Run-D.M.C. rapped over the most sparse of musical backing tracks. In the case of "Sucker MCs", there was a loud, Oberheim DMX drum machine, a few scratches and nothing else, while the rhymes harangued weak rappers and contrasted them to the group's success. "It's like That" was an aggressively delivered message rap whose social commentary has been defined variously as "objective fatalism", "frustrated and renunciatory", and just plain "reportage". Run-D.M.C. wore street clothes, tracksuits, sneakers, one even wore glasses. Their only possible concession to an image extraneous to that of kids on the street was the stylistic flourish of black fedoras atop their heads. This stood in sharp contrast to the popular artists of the time, who had variously bedecked themselves with feathers, suede boots, jerri curls, and red or even pink leather suits.

The group's early singles are collected on their eponymous debut (Profile, 1984), introducing rock references in "Rock Box", and recognized then and now as the best album of hip hop's early years. The next year, they appeared at Live Aid and released King of Rock (Profile, 1985), on which they asserted  that they were "never ever old school". Raising Hell (Profile, 1986) was a landmark, containing quintessentially hip hop tracks like "Peter Piper", "Perfection" and "It's Tricky", and going platinum in the year of its release on the back of the huge crossover hit "Walk This Way". The group had rapped over the beat from the 1975 original in their early days, without so much as knowing the name of the band.  When Raising Hell's producer Rick Rubin heard them playing around with it in the studio, he suggested using the Aerosmith lyrics, and the collaboration between the two groups came about. The album's last track was "Proud To Be Black", written under the influence of Chuck D of the as-yet unrecorded Public Enemy. On "My Adidas" the band rapped that they "took the beat from the street and put it on TV".

Comments from Darryl McDaniels, AKA DMC of Run-D.M.C., make this connection to the underground explicit: "[T]hat's exactly what we did. We didn't really think it was pioneering, we just did what rappers did before us was doing on tapes. When a lot of the old guys, like Kool Moe Dee, The Treacherous Three, and Grandmaster Flash, got in the studio, they never put their greatness on records. Me and Run and Jay would listen ... and we'd say, 'They didn't do that shit last night in the Bronx!' ... So we said that we weren't going to be fake. We ain't gonna wear no costumes. We're gonna keep it real."

==================================================

▸ **Required actions**
• 1. Copy the stretch of the Run-D.M.C. text from "Run-D.M.C. rapped over" through "pink leather suits." word for word.
• 2. Give the records again with "torn poster" replaced by "ripped poster" everywhere it appears, changing nothing else.
The records have no connection to the Run-D.M.C. text.

==================================================

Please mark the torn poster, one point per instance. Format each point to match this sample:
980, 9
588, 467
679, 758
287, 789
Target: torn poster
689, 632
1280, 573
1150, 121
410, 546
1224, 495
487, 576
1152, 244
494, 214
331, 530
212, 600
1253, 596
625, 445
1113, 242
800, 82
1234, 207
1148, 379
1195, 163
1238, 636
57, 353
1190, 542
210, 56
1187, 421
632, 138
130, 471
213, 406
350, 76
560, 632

==================================================

▸ **Responses to the exercise**
• 1.
Run-D.M.C. rapped over the most sparse of musical backing tracks. In the case of "Sucker MCs", there was a loud, Oberheim DMX drum machine, a few scratches and nothing else, while the rhymes harangued weak rappers and contrasted them to the group's success. "It's like That" was an aggressively delivered message rap whose social commentary has been defined variously as "objective fatalism", "frustrated and renunciatory", and just plain "reportage". Run-D.M.C. wore street clothes, tracksuits, sneakers, one even wore glasses. Their only possible concession to an image extraneous to that of kids on the street was the stylistic flourish of black fedoras atop their heads. This stood in sharp contrast to the popular artists of the time, who had variously bedecked themselves with feathers, suede boots, jerri curls, and red or even pink leather suits.

• 2.
Please mark the ripped poster, one point per instance. Format each point to match this sample:
980, 9
588, 467
679, 758
287, 789
Target: ripped poster
689, 632
1280, 573
1150, 121
410, 546
1224, 495
487, 576
1152, 244
494, 214
331, 530
212, 600
1253, 596
625, 445
1113, 242
800, 82
1234, 207
1148, 379
1195, 163
1238, 636
57, 353
1190, 542
210, 56
1187, 421
632, 138
130, 471
213, 406
350, 76
560, 632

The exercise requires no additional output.